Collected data
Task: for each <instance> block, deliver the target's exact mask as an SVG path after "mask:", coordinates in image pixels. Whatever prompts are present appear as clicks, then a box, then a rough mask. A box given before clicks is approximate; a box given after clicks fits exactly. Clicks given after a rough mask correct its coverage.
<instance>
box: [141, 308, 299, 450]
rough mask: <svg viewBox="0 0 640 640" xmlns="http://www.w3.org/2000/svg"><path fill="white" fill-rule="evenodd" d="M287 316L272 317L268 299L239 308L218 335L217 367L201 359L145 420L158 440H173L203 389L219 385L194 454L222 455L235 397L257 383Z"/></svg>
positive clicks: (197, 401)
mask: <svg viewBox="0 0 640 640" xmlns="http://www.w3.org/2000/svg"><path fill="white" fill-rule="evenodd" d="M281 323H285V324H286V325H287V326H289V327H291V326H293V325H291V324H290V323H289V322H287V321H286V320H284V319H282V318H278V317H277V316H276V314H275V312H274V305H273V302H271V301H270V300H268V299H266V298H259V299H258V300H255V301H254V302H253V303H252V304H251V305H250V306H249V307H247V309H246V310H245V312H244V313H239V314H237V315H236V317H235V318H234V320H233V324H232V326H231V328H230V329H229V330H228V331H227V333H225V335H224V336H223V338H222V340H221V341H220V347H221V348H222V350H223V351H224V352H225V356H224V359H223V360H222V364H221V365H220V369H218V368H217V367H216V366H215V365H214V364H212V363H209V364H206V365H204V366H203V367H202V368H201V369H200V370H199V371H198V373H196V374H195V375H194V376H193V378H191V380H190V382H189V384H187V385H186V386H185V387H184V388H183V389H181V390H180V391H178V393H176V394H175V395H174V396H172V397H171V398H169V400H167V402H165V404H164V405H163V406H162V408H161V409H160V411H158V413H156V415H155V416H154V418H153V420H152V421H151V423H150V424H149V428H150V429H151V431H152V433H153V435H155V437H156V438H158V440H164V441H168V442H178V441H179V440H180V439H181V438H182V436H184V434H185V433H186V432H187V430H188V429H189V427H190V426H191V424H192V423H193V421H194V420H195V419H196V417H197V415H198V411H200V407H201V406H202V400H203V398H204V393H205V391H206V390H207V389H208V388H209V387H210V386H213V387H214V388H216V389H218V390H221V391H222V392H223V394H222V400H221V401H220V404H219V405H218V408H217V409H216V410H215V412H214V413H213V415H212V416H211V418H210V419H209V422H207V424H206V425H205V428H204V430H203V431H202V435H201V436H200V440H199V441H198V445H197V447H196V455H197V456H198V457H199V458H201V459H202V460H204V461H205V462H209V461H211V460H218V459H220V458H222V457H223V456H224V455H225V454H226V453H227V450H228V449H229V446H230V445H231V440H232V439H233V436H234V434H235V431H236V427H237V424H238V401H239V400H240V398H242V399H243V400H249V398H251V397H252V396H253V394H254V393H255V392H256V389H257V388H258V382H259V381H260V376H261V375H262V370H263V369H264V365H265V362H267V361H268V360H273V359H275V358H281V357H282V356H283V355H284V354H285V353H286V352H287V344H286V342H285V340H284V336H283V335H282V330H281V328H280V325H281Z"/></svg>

## Exercise goal
Restate the entries. Match them exactly.

## Response to this task
Task: for each <instance> block, deliver the target's exact mask as an SVG path after "mask:", coordinates in image pixels. Whatever prompts are present appear as clicks, then a box, then a rough mask. A box given before clicks is approximate; a box given after clicks fits exactly. Clicks given after a rough mask correct its coverage.
<instance>
box: [141, 308, 299, 450]
rough mask: <svg viewBox="0 0 640 640" xmlns="http://www.w3.org/2000/svg"><path fill="white" fill-rule="evenodd" d="M287 316L272 317L268 299L239 308L218 335L217 367L201 359L145 420L158 440H173L203 389L219 385L194 454L222 455L235 397L257 383Z"/></svg>
positive clicks: (197, 401)
mask: <svg viewBox="0 0 640 640" xmlns="http://www.w3.org/2000/svg"><path fill="white" fill-rule="evenodd" d="M281 323H285V324H286V325H287V326H289V327H291V326H293V325H291V324H290V323H289V322H287V321H286V320H284V319H282V318H278V317H277V316H276V314H275V312H274V305H273V302H271V301H270V300H268V299H266V298H259V299H258V300H255V301H254V302H253V303H252V304H251V305H250V306H249V307H247V309H246V310H245V312H244V313H239V314H237V315H236V317H235V318H234V320H233V324H232V326H231V328H230V329H229V330H228V331H227V333H225V335H224V336H223V338H222V340H221V341H220V347H221V348H222V350H223V351H224V352H225V356H224V359H223V360H222V364H221V365H220V369H218V368H217V367H216V366H215V365H214V364H212V363H209V364H206V365H204V366H203V367H202V368H201V369H200V370H199V371H198V373H196V374H195V375H194V376H193V378H191V380H190V382H189V384H187V385H186V386H185V387H184V388H183V389H181V390H180V391H178V393H176V394H175V395H174V396H172V397H171V398H169V400H167V402H165V404H164V405H163V406H162V408H161V409H160V411H158V413H156V415H155V416H154V418H153V420H152V421H151V423H150V424H149V428H150V429H151V431H152V433H153V435H155V437H156V438H158V440H164V441H168V442H178V441H179V440H180V439H181V438H182V436H184V434H185V433H186V432H187V430H188V429H189V427H190V426H191V424H192V423H193V421H194V420H195V419H196V417H197V415H198V411H200V407H201V406H202V400H203V398H204V393H205V391H206V390H207V389H208V388H209V387H210V386H213V387H214V388H216V389H218V390H221V391H222V392H223V394H222V400H221V401H220V404H219V405H218V408H217V409H216V410H215V412H214V413H213V415H212V416H211V418H210V419H209V422H207V424H206V425H205V428H204V430H203V431H202V435H201V436H200V440H199V441H198V445H197V447H196V455H197V456H198V457H199V458H201V459H202V460H204V461H205V462H209V461H211V460H218V459H220V458H222V457H223V456H224V455H225V454H226V453H227V450H228V449H229V446H230V445H231V440H232V439H233V436H234V434H235V431H236V427H237V424H238V401H239V400H240V398H242V399H243V400H249V398H251V397H252V396H253V394H254V393H255V392H256V389H257V388H258V382H259V381H260V376H261V375H262V370H263V369H264V365H265V362H267V361H268V360H273V359H275V358H281V357H282V356H283V355H284V354H285V353H286V352H287V344H286V342H285V340H284V336H283V335H282V330H281V328H280V325H281Z"/></svg>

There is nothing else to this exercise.